» What you need to do
Print every line of the material below verbatim, leaving out the pictures.

#### Records ####

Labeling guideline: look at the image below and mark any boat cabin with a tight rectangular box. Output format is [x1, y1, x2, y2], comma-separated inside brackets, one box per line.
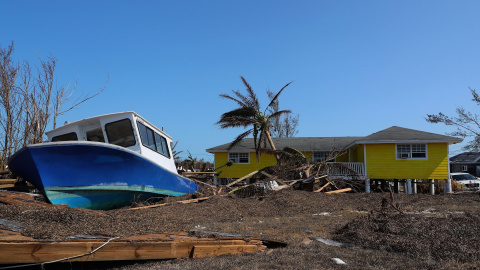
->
[46, 112, 177, 173]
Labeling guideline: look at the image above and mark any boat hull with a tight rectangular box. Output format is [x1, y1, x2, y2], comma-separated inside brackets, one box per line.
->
[9, 142, 199, 210]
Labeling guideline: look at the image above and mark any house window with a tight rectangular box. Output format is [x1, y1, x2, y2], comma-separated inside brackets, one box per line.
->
[228, 153, 250, 164]
[397, 144, 427, 159]
[313, 151, 335, 162]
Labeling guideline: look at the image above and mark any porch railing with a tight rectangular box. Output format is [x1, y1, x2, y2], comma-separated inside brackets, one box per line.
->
[325, 162, 365, 178]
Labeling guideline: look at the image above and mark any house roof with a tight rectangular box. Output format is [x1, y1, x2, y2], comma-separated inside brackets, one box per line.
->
[207, 126, 462, 153]
[358, 126, 463, 143]
[207, 137, 362, 153]
[450, 152, 480, 163]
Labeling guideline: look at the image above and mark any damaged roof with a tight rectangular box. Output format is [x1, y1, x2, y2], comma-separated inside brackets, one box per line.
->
[206, 126, 462, 153]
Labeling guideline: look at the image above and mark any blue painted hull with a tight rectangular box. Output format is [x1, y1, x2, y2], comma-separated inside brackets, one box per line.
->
[9, 142, 199, 210]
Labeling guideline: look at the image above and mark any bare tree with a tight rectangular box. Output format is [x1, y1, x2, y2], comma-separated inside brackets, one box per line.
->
[0, 42, 108, 170]
[267, 89, 299, 138]
[0, 42, 22, 170]
[425, 88, 480, 151]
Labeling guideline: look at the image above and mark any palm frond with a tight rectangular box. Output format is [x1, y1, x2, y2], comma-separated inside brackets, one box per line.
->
[220, 90, 246, 107]
[240, 76, 260, 110]
[268, 110, 292, 119]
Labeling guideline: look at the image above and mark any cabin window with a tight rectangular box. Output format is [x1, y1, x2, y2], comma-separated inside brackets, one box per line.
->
[138, 122, 170, 158]
[138, 122, 157, 151]
[397, 144, 427, 159]
[155, 133, 170, 158]
[85, 128, 105, 142]
[228, 153, 250, 164]
[52, 132, 78, 142]
[105, 119, 136, 147]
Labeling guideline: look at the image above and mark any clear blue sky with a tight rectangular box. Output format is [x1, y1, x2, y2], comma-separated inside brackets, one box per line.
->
[0, 0, 480, 160]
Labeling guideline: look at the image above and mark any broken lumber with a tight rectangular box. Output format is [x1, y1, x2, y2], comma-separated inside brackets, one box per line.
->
[325, 188, 352, 194]
[0, 232, 270, 264]
[314, 182, 330, 192]
[127, 195, 228, 210]
[0, 179, 17, 184]
[227, 171, 258, 187]
[260, 171, 286, 186]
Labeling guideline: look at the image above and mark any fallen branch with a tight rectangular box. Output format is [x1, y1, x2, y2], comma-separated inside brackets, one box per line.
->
[314, 182, 330, 192]
[226, 171, 258, 187]
[325, 188, 352, 194]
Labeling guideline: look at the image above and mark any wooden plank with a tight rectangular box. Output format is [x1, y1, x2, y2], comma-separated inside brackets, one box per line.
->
[314, 182, 330, 192]
[325, 188, 352, 194]
[227, 171, 258, 187]
[0, 238, 266, 264]
[192, 245, 266, 258]
[0, 179, 17, 184]
[127, 194, 228, 210]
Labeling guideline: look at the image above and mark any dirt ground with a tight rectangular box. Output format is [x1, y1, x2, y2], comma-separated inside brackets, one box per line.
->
[0, 189, 480, 269]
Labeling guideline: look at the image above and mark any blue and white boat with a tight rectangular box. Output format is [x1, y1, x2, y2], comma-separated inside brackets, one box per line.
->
[8, 112, 199, 210]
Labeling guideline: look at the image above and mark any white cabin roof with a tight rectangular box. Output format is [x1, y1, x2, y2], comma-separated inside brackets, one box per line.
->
[45, 111, 172, 140]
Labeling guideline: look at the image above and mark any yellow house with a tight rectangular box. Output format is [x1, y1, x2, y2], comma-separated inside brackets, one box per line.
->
[207, 126, 462, 179]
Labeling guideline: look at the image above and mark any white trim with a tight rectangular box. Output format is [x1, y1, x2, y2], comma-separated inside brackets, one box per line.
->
[363, 144, 367, 177]
[227, 151, 250, 165]
[447, 147, 451, 176]
[395, 143, 428, 160]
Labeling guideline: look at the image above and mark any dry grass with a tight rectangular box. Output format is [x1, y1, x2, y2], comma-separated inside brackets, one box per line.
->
[0, 190, 480, 269]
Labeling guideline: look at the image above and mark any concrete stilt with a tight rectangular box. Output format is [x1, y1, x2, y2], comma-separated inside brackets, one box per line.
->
[405, 179, 412, 194]
[365, 178, 370, 193]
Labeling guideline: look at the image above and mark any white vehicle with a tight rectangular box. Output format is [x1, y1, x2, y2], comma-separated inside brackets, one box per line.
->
[450, 173, 480, 191]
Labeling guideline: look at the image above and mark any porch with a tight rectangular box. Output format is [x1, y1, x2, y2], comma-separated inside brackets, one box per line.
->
[324, 162, 366, 180]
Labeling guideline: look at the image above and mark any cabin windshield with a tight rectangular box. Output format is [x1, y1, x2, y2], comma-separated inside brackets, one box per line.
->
[105, 118, 136, 147]
[52, 132, 78, 142]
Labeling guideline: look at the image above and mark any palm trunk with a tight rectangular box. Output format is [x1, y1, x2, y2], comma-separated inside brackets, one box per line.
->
[266, 130, 280, 164]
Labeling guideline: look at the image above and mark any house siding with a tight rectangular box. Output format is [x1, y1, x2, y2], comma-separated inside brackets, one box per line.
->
[215, 152, 277, 178]
[366, 143, 448, 179]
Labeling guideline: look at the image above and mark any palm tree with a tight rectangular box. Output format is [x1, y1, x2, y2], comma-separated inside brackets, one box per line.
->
[217, 76, 292, 161]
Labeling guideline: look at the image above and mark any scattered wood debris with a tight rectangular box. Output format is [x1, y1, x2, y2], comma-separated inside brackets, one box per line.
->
[0, 230, 278, 264]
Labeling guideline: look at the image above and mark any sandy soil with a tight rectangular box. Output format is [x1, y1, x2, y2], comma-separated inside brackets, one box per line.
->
[0, 189, 480, 269]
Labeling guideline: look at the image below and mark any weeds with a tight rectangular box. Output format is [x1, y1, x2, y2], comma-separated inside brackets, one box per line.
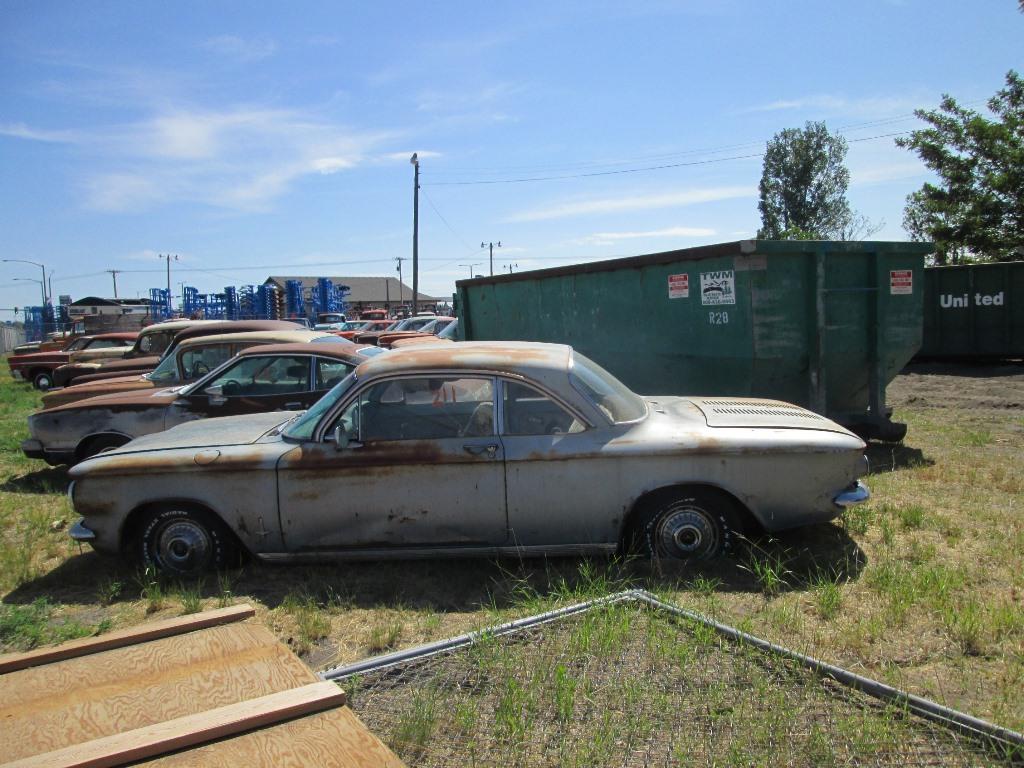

####

» Result below
Labeling guideline: look at the image below and mark any boat cabin with a tight rectangular box. Output format is [x1, y1, x2, y2], comma-separated inside brackets, one box per line.
->
[46, 112, 177, 173]
Labeling guideline: look at the image above and mark any boat hull with a tight rectangular box. Output format is [x1, y1, x2, y2], comma-separated inside brackets, one box per line.
->
[9, 142, 199, 210]
Labeling guideline: look at the image above and mark any house window with a tight rectangular box. Output format is [x1, y1, x2, y2], comma-separated inside brackets, one box per line.
->
[228, 153, 250, 164]
[397, 144, 427, 159]
[313, 151, 335, 162]
Labeling guideline: look at the image above and mark any porch railing with a tight rectangular box. Output format is [x1, y1, x2, y2], comma-separated inside brackets, one box per line.
->
[325, 162, 365, 178]
Labeling guideline: look at the image above and mark any house roof with a tight rectangular box. Output format is [x1, y1, x2, y2], comma-separated inside brackets, one box per line.
->
[207, 126, 462, 153]
[358, 126, 463, 143]
[207, 137, 362, 153]
[450, 152, 480, 163]
Labeling guideline: look at the image above and mark any damaged roof with a tight rectangular box. Output format is [x1, y1, x2, y2], comma-separated inside brackets, one box per line.
->
[206, 126, 462, 153]
Labeling guideline: look at the image above and mark any blue painted hull with a tight rectangular box. Output format is [x1, y1, x2, y2], comma-separated inside brackets, one box per line.
->
[9, 142, 199, 210]
Labeling guideline: look at the image above and mark any bare tree with a tight rectangular box. Output format is [x1, y1, x2, y2], comma-separated inside brackets, one box per line.
->
[0, 42, 108, 170]
[267, 89, 299, 138]
[0, 42, 22, 170]
[425, 88, 480, 151]
Labeling guideline: look at the image above and mark any palm frond with a tight rectangular box. Output format is [x1, y1, x2, y2], comma-separated inside brackets, one box per line.
->
[220, 90, 246, 107]
[240, 76, 260, 110]
[268, 110, 292, 119]
Labeling guideline: look at the image above and mark any cabin window with a tight rectangular box. Output format is [x1, y1, x2, y2], comma-separated inside brackets, one box per line.
->
[138, 122, 170, 158]
[138, 122, 157, 151]
[397, 144, 427, 159]
[155, 133, 170, 158]
[85, 128, 105, 142]
[228, 153, 250, 164]
[52, 132, 78, 142]
[105, 119, 136, 147]
Labeling guideline: look at the image above and mark any clear blue sky with a tight rectangular box. Output format is [x1, y1, x2, y2], comma-separated inside brackets, one box per line.
->
[0, 0, 480, 160]
Labeling guideline: look at the image above and mark any broken lumber with a tight rectangular box. Output format is [x1, y1, x2, y2], comma-separated inside brackets, one box per line.
->
[325, 188, 352, 194]
[0, 232, 270, 264]
[314, 182, 330, 192]
[127, 195, 228, 210]
[0, 179, 17, 184]
[227, 171, 258, 187]
[260, 171, 286, 186]
Labeling guideline: look at the image above and mark any fallen branch with a tight rectangular box. Output format is [x1, y1, x2, y2], comma-separated inside brackets, one box per line.
->
[314, 182, 330, 192]
[226, 171, 258, 187]
[325, 188, 352, 194]
Labeling guideline: look at the image above and mark any wooden plank with a tight rectangular box. Output format is [x1, y1, x2, y2], comma-separated inside brackets, one box per line.
->
[314, 182, 330, 192]
[325, 188, 352, 194]
[227, 171, 258, 187]
[0, 238, 266, 264]
[192, 245, 266, 258]
[0, 179, 17, 184]
[127, 194, 228, 210]
Labeling guideline: look at the image above and mark any dirt ground with a tight rectangular box. Output format is [x1, y1, x2, y2], comma-separated inside brackets, one box per line.
->
[0, 189, 480, 269]
Labeling guideline: look at the image above and mark any blue and white boat with a tight rectangular box. Output format is [x1, y1, x2, y2], comma-separated inside brackets, one box per line.
->
[8, 112, 199, 210]
Labeling guideline: look at the image above and mark any white cabin roof with a tight rectangular box. Output format is [x1, y1, x2, y2], comma-separated inside brackets, one box per line.
->
[45, 111, 172, 140]
Labeling guideline: look at the image above and mark any yellow house with a tight rectangular box. Output format is [x1, y1, x2, y2], comma-separated inside brackets, one box per line.
->
[207, 126, 462, 179]
Labeling guideline: look at the image above and mark any white trim with a tight rectangular box. Output format is [x1, y1, x2, y2], comma-separated inside brackets, one box per line.
->
[363, 144, 367, 177]
[227, 151, 250, 165]
[447, 147, 451, 176]
[395, 143, 428, 160]
Labeling guideline: look at the image above and mark any dry grass with a tight rectangular box. Output format is [x1, y1, x2, y2], comma-separated inside brackets, one box per line.
->
[0, 190, 480, 269]
Labeling guideline: look at the image above and mark any concrete stilt with a tight rectangular box. Output format is [x1, y1, x2, y2], comma-separated inside brackets, one box per line.
->
[405, 179, 412, 194]
[365, 178, 370, 193]
Labeling guideline: look at the image above and mark any white vehicle with a tight rectangular box. Output format is [x1, y1, x2, y2], comma-separated inside brackets, one box per line.
->
[450, 173, 480, 191]
Labeling guideline: look at the image above and mark any porch with a tight rectangular box. Output format is [x1, y1, x2, y2], comma-separated inside brackets, one box per line.
->
[324, 162, 366, 180]
Labeling guideline: look at the image above and mark any cabin windshield with a tight rectangular box. Output format is [x1, y1, x2, y2], comma-separated inside brackets, one box per line.
->
[105, 118, 136, 147]
[52, 132, 78, 142]
Labeling guideline: look at the image above and mark any palm trunk with a tight rectangular box. Output format is [x1, y1, x2, y2], comma-separated inside brackets, one box per line.
->
[266, 130, 280, 164]
Labeling guideline: look at the image above and mark any house siding with a tight rectangular box. Output format is [x1, y1, x2, y2], comma-separated inside brackets, one box per line.
->
[215, 152, 277, 178]
[366, 143, 448, 179]
Labeling guideline: look at the image above and mark any palm tree with a tight rectangular box. Output format is [x1, y1, x2, y2], comma-separated inside brackets, one box per line.
->
[217, 76, 292, 161]
Labeling guideline: look at the image above and mark any scattered wood debris with a tight rectangular box. Output format is [x1, y1, x2, y2], comma-separated inside brackets, one box per line.
->
[0, 230, 278, 264]
Labeling guideline: look at the image above and mark any sandy soil with a tight rectangular box. Output format is [x1, y1, x2, y2], comma-separated inside brackets, one box per line.
->
[0, 189, 480, 269]
Labeling guideline: look at the image below and mark any weeds with a tight rectangular box. Output format is [x1, y1, x2, y2], comma-separated inside brackets, one box per line.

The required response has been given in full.